■ Passage provided:
• • • • • • •

A meeting was held and I was voted out and also let out as a director.  Although I was the next largest stockholder to BENNETT, I was not even selected as a director.  I was the only one with a mining experience and education.  In less than two weeks, the mine boss and others quit the mine and so they go into trouble trying to operate. They then leased the mine.  This did not prove satisfactory.  Another meeting was called and a committee came to see if I would inspect the mine twice a month.  Said they would pay me my price.  BENNETT had opened another mine a half a mile away.  He also wanted me to inspect that one.  I was slow in consenting, but he was now feeling his mistake.  He told some of my friends that he lost $25,000 by acting as he did.  He afterwards did all that he could to please me.  He was my friend until he did a few years afterwards.

At a meeting held to displace me, at the office, all his friends and Dr. BENNETT also, with two men walking up and down in front of the office, carried revolvers.  I suppose that they must have thought that I would make trouble at the meeting.  With my friends, none of us were armed.  I told some of them after the meeting that I did not understand why BENNETT and his friends should carry guns.  I think they felt that they made a silly mistake and got scared.  A party came and offered a good price for the mine and they all agreed to sell.  A short while before the sale, I had opened a mine to work the coal left in the old East Jellico Company's mine.  I operated it a few years and then leased it to others.

I had received a proposition to become manager of other mines and could not feel free to accept any of them.  For the past few years, I had had several attacks of indigestion.  This was weakening me and was getting on my nerves.  It seemed only a question of time when I would have to cease working.  I tried my best to keep going and not to give up and it suddenly left me.  I soon got worse and my strength almost left me for seven years.

• • • • • • •

■ Information supplied:
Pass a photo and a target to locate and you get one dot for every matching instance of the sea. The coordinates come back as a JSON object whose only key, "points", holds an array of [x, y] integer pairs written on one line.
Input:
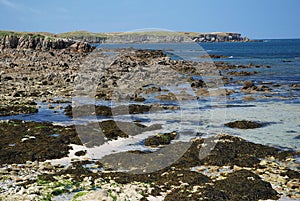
{"points": [[277, 63]]}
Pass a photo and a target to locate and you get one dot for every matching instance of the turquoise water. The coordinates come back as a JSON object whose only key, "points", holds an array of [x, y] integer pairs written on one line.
{"points": [[207, 116]]}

• • • • • • •

■ Activity list:
1. Translate this sentence from the passage about the mine into Spanish: "A short while before the sale, I had opened a mine to work the coal left in the old East Jellico Company's mine."
2. For each statement, say whether it agrees with the passage about the mine, answering yes or no and quoting the words from the passage that decide it. (a) The writer was selected as a director at the meeting. (b) At the meeting held to displace the writer, the writer's friends carried revolvers. (c) The writer operated the mine that worked the coal left in the old East Jellico Company's mine and later leased it to others.
3. Please go on with the passage about the mine, picking up after its last sentence.
The rows are separate material and are not part of the passage about the mine.

■ Answers for the exercise:
1. Poco antes de la venta, yo había abierto una mina para explotar el carbón que quedaba en la antigua mina de la East Jellico Company.

2.
(a) No: "I was not even selected as a director."
(b) No: "With my friends, none of us were armed."
(c) Yes: "I operated it a few years and then leased it to others."

3.
One instance of importance happened while I had charge of the BENNETT mine.  I was standing near the mine tipple one Saturday morning, in 1906, when I heard a peculiar rumbling sound much like a heavy blast near Williamsburg, Kentucky, on the L. & N. Railroad.  They were doing railroad construction work through rock, and I thought that was the cause of the rumbling I heard.  Late that evening, word came to me that a car loaded with dynamite had exploded at Jellico, Tennessee, a distance from where I stood of about twenty-five miles by air line.

As the lines were torn down, I could not get any news from Jellico and I decided to get over there some way, as I was living there at that time.  I walked out to Artemus, five miles away, and took a train there to Corbin and from there to Jellico.  I arrived in Jellico early in the morning.  I could hear all sorts of rumors while on the train.  I was uneasy about my family, knowing that my house stood on a hill and only 1500 feet from where the dynamite exploded.  On reaching the place, I found a great hole in the ground, torn up railroad cars and buildings torn to pieces and cattle dead in the fields from shock.  I looked toward my home on the hill.  It was still standing.

People all around were in great distress.  I made my way up the hill to my home.  I met my neighbor, U. S. JONES.  When he saw me the first words he uttered were, "FRANCIS, what you told me one year ago has happened."  I had repeatedly told those in charge of the depot that they would surely have an explosion by the reckless way they were handling explosives.  I had to testify to this advice given before the explosion occurred.  I was familiar with the handling of dynamite.  Suit was brought by those who were damaged, but only enough to cover part of the loss.  I received $600.00.  I had spent $800.00 on repairs to the house.  The house was split apart several inches and was moved several inches off its foundation.  Later on, the house was torn down and built over into a new home.  Eleven people were killed and many were injured.